### AUFGABE 1
Nennen Sie alle Unternehmen, die im Text zum Attentat von Halle als Teilnehmer des EU-Internetforums aufgeführt werden, die terroristische Inhalte löschen.
### AUFGABE 2
Innerhalb welcher Frist müssen Anbieter laut dem im Text zum Attentat von Halle erwähnten Verordnungsentwurf der EU-Kommission auf veröffentlichte Terrorinhalte reagieren?
### AUFGABE 3
Schreiben Sie den Abschnitt des Textes zum Attentat von Halle zwischen "In der Europäischen" und "an Uploads nahe." wortgetreu ab, beide Stellen eingeschlossen.

Im Falle des Attentats von Halle hat Twitch nach eigenen Angaben schnell reagiert. Demnach streamte der Attentäter seine Tat 35 Minuten lang live, was von ungefähr fünf Personen live verfolgt wurde. In den 30 Minuten, bevor das Video gemeldet und entfernt worden sei, sei es von ungefähr 2.200 Personen angeschaut worden, hieß es weiter auf Twitter(öffnet im neuen Fenster) . Der Account sei zwei Monate vor der Tat angelegt und nur einmal für einen Streamingversuch genutzt worden.

Verbreitung über Telegram und Bitchute

Laut Twitch tauchte das Video innerhalb des Dienstes nicht in den Empfehlungen oder Verzeichnissen auf. Stattdessen hätten die Nutzer das Video offenbar über andere soziale Dienste geteilt. Nach der Löschung des Videos teilte Twitch demnach dessen Hashwert mit anderen Plattformen, um die Verbreitung des Inhalts zu verhindern. Einer US-amerikanischen Extremismusexpertin zufolge(öffnet im neuen Fenster) wurde das Video über Kanäle des Messengerdienstes Telegram geteilt und erreichte darüber mehr als 15.000 Accounts.

Nach der Löschung des Videos auf Twitch wurde es jedoch weiter über ein Videoportal verbreitet. Dieser auf Bittorrent basierende Dienst steht in der Kritik, weil dort rechtsterroristische und rechtsextreme Inhalte veröffentlicht werden.

Auf dem Video ist Medienberichten zufolge zu sehen(öffnet im neuen Fenster) , wie der Tatverdächtige, angeblich ein 27-Jähriger aus Sachsen-Anhalt, versucht, schwerbewaffnet in die Synagoge von Halle einzudringen. Nachdem er damit gescheitert war, tötete er eine zufällig vorbeikommende Passantin und einen Mann in einem Dönerladen. In dem Video soll der Tatverdächtige unter anderem den Holocaust leugnen.

Kooperation auf freiwilliger Basis

In der Europäischen Union wird schon seit längerem darüber diskutiert , wie Online-Plattformen "proaktiv" die Verbreitung solcher Inhalte verhindern können. Ein Verordnungsentwurf der EU-Kommission sieht vor, dass die Anbieter innerhalb von 60 Minuten reagieren müssen, falls doch Terrorinhalte veröffentlicht werden. Uploadfilter sind nicht vorgeschrieben. Ihr Einsatz liegt jedoch angesichts der schieren Masse an Uploads nahe.

Inzwischen haben sich die großen Online-Dienste schon auf freiwilliger Basis mit der EU-Kommission verständigt, in solchen Situationen untereinander und mit den Behörden zusammenzuarbeiten. Unternehmen wie Google, Facebook, Microsoft, Twitter, Snap oder Wordpress löschen im Rahmen des EU-Internetforums in Kooperation mit der europäischen Polizeibehörde Europol bisher terroristische Inhalte auf freiwilliger Basis. Dafür pflegen sie eine gemeinsame Hash-Datenbank, in der Mitte 2018 rund 80.000 Bild- und 8.000 Videodateien enthalten waren.

### BEREITGESTELLTES MATERIAL

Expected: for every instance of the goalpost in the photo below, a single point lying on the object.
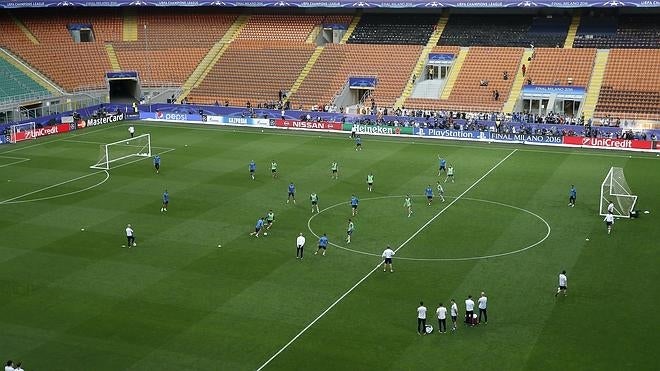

### ANTWORT 1
Google, Facebook, Microsoft, Twitter, Snap, Wordpress

### ANTWORT 2
Innerhalb von 60 Minuten.

### ANTWORT 3
In der Europäischen Union wird schon seit längerem darüber diskutiert , wie Online-Plattformen "proaktiv" die Verbreitung solcher Inhalte verhindern können. Ein Verordnungsentwurf der EU-Kommission sieht vor, dass die Anbieter innerhalb von 60 Minuten reagieren müssen, falls doch Terrorinhalte veröffentlicht werden. Uploadfilter sind nicht vorgeschrieben. Ihr Einsatz liegt jedoch angesichts der schieren Masse an Uploads nahe.